— EXTRAIT DU DOCUMENT —
A l’origine, le lac Retba faisait 25 km de long sur 4,5 km de large, avec des coquillages et des poissons. Mais, à partir des années 1970, il y a eu une sécheresse et le lac s’est rétréci. ‘’Nous nous sommes retrouvés avec 5 km de long sur 800 m de large. On a perdu une grande superficie. En se rétrécissant, la teneur en sel a augmenté. Actuellement, dans un litre d’eau, on a 385 g de sel. C’est plus salé que la mer Morte en Israël qui a 275 g. C’est cette salinité qui a tué les poissons qui se sont décomposés, en laissant en place des algues et des micro-organismes’’, explique un des guides touristiques trouvés sur place. Et ce sont ces algues qui, en remontant à la surface, avec l’effet des rayons ultraviolets du soleil, donnent la couleur rose.

Mansour Ndiaye, qui travaille ici depuis 2002, indique que, chaque année, une quantité importante de sel est ramassée dans les eaux du lac. Elle est estimée entre 124 et 125 000 tonnes. Un sel composé de gros cristaux exportés, d’après lui, vers l’Europe, les Etats-Unis ou le Canada, et utilisé pour faire fondre la neige. ‘’Les gros cristaux se trouvent au fond du lac, le sel fin au milieu et la fleur de sel à la berge. Il sort quand il y a beaucoup de vent. Il y a des vaguelettes qui créent une mousse appelée l’écume. Celle-ci peut avoir une hauteur de 0,4 cm et avec le vent chaud de l’harmattan, se cristallise et donne de la fleur de sel. C’est la meilleure qualité pour le sel de table, pour la soupe, etc.’’, renchérit notre guide.  

Cette forte teneur en sel peut être ressentie au contact de l’eau qui est de couleur brune, gluante et calme, en cette période de la journée. Et le sel se forme même autour des piquets implantés dans le lac pour le délimiter. ‘’Avant d’entrer dans le lac, les ramasseurs de sel se protègent le corps avec du beurre de karité et portent des habits légers. Certains préfèrent travailler la nuit pour éviter l’effet du soleil’’, renchérit Mansour.

En effet, il raconte que pour ramasser le sel, les gens prennent les pirogues, descendent verticalement dans l’eau. L’endroit le plus profond du lac fait 3 m dont 1m5 de sel et le reste de l’eau. Elle leur arrive généralement au thorax. Ils ont trois outils de travail : un bâton muni d’un bout de fer en acier, un panier qu’on place entre les deux jambes. ‘’On évite le contact avec les yeux. Il y a une corde nouée autour du cou et reliée au panier. Avec l’aide de la pelle, on racle la surface qu’on a déjà cassée. Si ce dernier est plein, on le retourne pour verser l’eau et de ce fait le sel est bien lavé et versé dans la pirogue. Cette dernière, remplie, fait 1,5 t. Le partage se fait ainsi : la tonne est pour celui qui est parti chercher le sel et les 500 kg qui restent sont divisés en deux parts égales entre le propriétaire de la pirogue et la femme qui le décharge’’, poursuit le guide.

— INFORMATIONS EXTRAITES —

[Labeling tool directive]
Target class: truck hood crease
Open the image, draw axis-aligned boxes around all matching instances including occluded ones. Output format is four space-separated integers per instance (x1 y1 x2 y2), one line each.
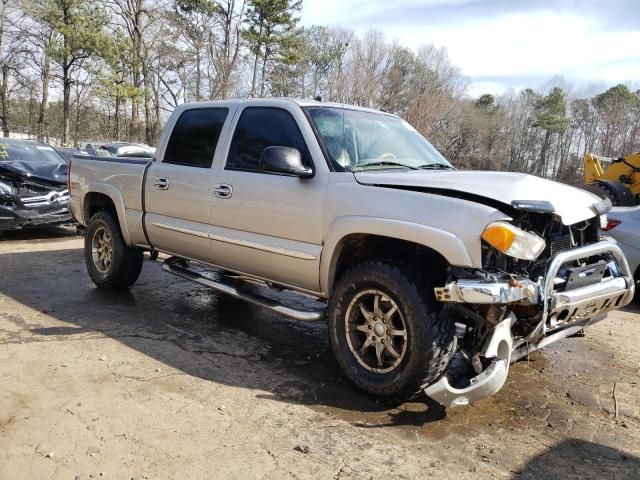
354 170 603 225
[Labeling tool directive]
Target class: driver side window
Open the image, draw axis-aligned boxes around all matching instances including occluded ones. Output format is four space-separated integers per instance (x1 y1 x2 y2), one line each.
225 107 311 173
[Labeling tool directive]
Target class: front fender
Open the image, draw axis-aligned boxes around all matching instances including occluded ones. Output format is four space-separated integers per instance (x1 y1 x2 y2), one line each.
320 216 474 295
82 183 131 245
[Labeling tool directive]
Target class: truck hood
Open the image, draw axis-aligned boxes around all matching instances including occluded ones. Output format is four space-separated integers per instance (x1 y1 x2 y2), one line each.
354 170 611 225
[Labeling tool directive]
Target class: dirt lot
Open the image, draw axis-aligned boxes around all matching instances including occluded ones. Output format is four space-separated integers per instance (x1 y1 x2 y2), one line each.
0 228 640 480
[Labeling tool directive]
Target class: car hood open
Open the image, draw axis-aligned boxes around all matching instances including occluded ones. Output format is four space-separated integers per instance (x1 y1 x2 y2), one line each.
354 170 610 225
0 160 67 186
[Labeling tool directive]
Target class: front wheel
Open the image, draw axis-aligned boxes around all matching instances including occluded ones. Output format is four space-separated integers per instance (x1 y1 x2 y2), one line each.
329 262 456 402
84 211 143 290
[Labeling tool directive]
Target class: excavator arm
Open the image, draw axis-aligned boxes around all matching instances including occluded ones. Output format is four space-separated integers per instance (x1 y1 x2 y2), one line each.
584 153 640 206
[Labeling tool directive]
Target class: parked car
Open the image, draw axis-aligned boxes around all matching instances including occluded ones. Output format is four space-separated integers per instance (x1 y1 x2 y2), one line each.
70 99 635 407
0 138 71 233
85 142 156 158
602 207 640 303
---
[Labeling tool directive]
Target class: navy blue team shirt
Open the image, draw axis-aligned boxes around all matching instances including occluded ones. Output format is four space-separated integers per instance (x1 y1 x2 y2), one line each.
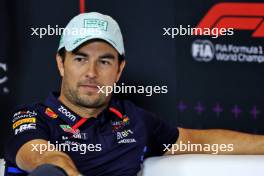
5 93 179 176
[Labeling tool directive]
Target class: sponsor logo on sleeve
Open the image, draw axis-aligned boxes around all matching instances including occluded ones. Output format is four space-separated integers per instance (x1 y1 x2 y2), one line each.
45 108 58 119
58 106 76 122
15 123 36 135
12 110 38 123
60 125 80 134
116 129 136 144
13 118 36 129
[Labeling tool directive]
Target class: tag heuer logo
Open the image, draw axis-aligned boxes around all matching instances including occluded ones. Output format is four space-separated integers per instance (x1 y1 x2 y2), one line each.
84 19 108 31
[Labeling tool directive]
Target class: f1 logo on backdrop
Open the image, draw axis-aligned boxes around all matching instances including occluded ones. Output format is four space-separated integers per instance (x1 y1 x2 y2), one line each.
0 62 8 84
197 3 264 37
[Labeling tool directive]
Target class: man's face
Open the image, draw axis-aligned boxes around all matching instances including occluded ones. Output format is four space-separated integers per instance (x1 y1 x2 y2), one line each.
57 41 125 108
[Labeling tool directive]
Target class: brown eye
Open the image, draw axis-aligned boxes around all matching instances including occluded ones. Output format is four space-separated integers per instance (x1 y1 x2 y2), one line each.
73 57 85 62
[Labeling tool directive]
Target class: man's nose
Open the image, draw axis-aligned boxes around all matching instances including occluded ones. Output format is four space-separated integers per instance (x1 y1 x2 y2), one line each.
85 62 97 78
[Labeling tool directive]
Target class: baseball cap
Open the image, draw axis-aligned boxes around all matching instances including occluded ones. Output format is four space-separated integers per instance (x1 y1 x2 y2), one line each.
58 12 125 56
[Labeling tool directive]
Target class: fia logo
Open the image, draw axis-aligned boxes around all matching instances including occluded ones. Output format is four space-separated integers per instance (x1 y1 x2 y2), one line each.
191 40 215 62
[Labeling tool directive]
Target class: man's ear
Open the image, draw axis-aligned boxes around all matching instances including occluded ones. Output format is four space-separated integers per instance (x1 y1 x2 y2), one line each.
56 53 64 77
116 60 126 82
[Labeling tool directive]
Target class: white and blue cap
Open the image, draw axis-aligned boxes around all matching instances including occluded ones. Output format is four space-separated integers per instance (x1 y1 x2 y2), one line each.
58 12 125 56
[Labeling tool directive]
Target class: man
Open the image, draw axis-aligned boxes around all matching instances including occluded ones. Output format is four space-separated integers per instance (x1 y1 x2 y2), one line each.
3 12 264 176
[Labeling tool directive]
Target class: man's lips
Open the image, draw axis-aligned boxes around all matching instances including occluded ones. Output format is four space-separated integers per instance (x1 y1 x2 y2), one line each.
==
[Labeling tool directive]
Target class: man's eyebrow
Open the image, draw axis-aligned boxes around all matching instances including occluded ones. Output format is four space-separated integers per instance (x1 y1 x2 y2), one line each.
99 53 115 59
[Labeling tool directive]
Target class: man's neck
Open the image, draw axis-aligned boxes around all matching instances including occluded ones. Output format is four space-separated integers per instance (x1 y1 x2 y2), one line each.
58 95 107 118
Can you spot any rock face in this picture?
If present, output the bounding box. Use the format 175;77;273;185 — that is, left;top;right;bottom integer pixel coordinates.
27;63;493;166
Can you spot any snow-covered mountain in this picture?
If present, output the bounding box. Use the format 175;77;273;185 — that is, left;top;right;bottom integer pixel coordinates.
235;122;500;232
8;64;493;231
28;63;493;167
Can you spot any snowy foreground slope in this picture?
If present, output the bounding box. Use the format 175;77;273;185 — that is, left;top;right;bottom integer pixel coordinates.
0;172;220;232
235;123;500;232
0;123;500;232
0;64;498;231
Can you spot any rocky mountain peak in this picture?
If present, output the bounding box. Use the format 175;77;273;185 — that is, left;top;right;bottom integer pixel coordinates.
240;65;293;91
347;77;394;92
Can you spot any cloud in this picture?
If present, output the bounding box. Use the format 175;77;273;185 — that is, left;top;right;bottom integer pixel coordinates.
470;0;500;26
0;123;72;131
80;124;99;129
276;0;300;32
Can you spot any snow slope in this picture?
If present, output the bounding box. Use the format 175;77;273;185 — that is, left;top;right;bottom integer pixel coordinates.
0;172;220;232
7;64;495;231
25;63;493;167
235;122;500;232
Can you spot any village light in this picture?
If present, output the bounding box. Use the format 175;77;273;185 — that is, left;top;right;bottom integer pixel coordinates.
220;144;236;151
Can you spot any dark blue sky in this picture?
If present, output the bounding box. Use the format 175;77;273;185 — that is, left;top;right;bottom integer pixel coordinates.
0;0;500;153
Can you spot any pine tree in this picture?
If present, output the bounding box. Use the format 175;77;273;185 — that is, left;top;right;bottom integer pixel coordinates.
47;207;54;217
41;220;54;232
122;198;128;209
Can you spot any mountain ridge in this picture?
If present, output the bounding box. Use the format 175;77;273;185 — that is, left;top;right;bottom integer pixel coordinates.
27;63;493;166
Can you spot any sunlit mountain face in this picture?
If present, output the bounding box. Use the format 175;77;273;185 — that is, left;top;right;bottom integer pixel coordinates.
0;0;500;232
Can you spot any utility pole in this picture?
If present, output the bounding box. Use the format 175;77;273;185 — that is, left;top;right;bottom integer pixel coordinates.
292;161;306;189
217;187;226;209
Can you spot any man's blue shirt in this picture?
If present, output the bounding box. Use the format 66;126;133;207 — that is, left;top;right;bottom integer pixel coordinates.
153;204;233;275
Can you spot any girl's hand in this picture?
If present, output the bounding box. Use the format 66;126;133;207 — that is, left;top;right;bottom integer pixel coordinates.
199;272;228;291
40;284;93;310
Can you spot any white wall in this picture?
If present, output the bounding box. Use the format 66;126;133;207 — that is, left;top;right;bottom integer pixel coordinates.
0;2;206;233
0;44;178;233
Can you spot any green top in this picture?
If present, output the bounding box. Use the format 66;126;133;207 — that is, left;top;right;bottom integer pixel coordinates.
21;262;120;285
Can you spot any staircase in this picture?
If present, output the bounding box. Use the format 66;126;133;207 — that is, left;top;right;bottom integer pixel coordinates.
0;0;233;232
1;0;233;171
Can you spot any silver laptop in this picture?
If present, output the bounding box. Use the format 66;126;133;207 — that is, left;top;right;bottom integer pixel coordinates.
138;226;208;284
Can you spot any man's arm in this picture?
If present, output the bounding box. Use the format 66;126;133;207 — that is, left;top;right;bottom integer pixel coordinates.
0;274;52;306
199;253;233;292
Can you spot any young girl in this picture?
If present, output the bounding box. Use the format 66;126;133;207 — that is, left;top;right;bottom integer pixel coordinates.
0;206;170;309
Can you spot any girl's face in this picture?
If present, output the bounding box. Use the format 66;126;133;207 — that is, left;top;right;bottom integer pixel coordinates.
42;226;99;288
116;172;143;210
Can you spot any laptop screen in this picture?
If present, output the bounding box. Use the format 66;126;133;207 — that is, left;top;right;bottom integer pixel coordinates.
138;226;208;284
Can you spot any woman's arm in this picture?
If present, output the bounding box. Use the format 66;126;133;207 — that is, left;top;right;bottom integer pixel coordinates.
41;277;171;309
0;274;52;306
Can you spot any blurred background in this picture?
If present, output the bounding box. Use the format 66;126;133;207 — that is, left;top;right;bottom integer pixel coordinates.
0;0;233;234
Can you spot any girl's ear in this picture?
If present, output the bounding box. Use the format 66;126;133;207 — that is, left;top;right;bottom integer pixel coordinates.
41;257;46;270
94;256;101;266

— OBJECTIFS —
**a)** Indiquez si chacune de ces affirmations concorde avec le texte sur le lac Retba, en citant les mots décisifs : (i) le lac mesure aujourd'hui 5 km de long ; (ii) la mer Morte est plus salée que le lac Retba ; (iii) certains ramasseurs de sel travaillent la nuit.
**b)** D'après le texte sur le lac Retba, vers quelles destinations le sel à gros cristaux est-il exporté ? Donnez-les toutes.
**c)** Prolongez le texte sur le lac Retba après sa dernière phrase.
Les données ne sont pas nécessaires ici.

— RÉPONSES ATTENDUES —
**a)**
(i) Oui : « Nous nous sommes retrouvés avec 5 km de long sur 800 m de large. »
(ii) Non : « C’est plus salé que la mer Morte en Israël qui a 275 g. »
(iii) Oui : « Certains préfèrent travailler la nuit pour éviter l’effet du soleil »

**b)** L’Europe, les Etats-Unis et le Canada.

**c)**
Ici, chaque pirogue est numérotée et ceux qui souhaitent chercher le sel peuvent prendre n’importe laquelle. D’après Mansour Ndiaye, l’essentiel, c’est de payer la location au retour. ‘’Ce sont les femmes qui ont découvert le ramassage du sel. Elles prenaient 10 bassines qu’elles attachaient l’une après l’autre à l’aide d’une corde. Une fois dans les eaux, elles les remplissaient. Mais cela provoquait des avortements, des fausses couches, avec l’excès de sel et les algues. C’est pourquoi on leur a interdit d’aller chercher du sel. Elles restent sur la rive pour décharger le produit’’, rapporte-t-il.

Vivant dans un milieu un peu enclavé, sans usine, ni industrie, l’Etat a légué aux 5 villages environnants cet espace qui est géré par les habitants.

Aliou Sène (piroguier) : ‘’Le lac n’attire plus beaucoup de touristes, comme avant’’

Le piroguier Aliou Sène est arrivé sur les lieux, presque en même temps que Mansour avec qui il travaille. Ce dernier fait aussi partie des ramasseurs de sel. ‘’J’ai arrêté pour l’instant. Parce que le sel reste invendu. Donc, je me suis rapproché des guides. J’ai une pirogue et à chaque fois que les touristes viennent, je leur fais visiter les eaux. Cependant, si la saison de collecte de sel rouvre, je vais reprendre mon activité’’, informe le piroguier.

En effet, Aliou Sène se souvient encore des beaux moments qu’il a eus ici. ‘’On pouvait se faire de l’argent facilement en travaillant ici. Personne n’interdit l’accès. On travaillait en fonction de sa capacité physique. Pendant la campagne, il y a des gens qui peuvent avoir deux ou trois pirogues de sel par jour et d’autres une. Tout dépend de ce qu’on peut faire. La pirogue était vendue entre 20 et 25 000 F Cfa. Ce qui n’est plus le cas’’, se désole-t-il.

D’après ce natif de Diakhao dans la région de Fatick, la plupart des ouvriers sont allés voir ailleurs. Parce que les temps sont durs, il devient de plus en plus difficile pour eux d’assurer la dépense quotidienne. ‘’On peut sortir avec une pirogue remplie de sel sans voir un client pointer à l’horizon. Actuellement, il y a des femmes qui vendent le sel brut à 125 F Cfa la bassine de 20 l. Ce qui est un gâchis. Et si les choses continuent ainsi, le lac sera carrément mort. Donc, on doit l’entretenir et y veiller. Car c’est un poumon économique du pays. Beaucoup de gens gagnent leur vie ici. L’Etat doit nous aider à exporter le sel’’, plaide Aliou Sène.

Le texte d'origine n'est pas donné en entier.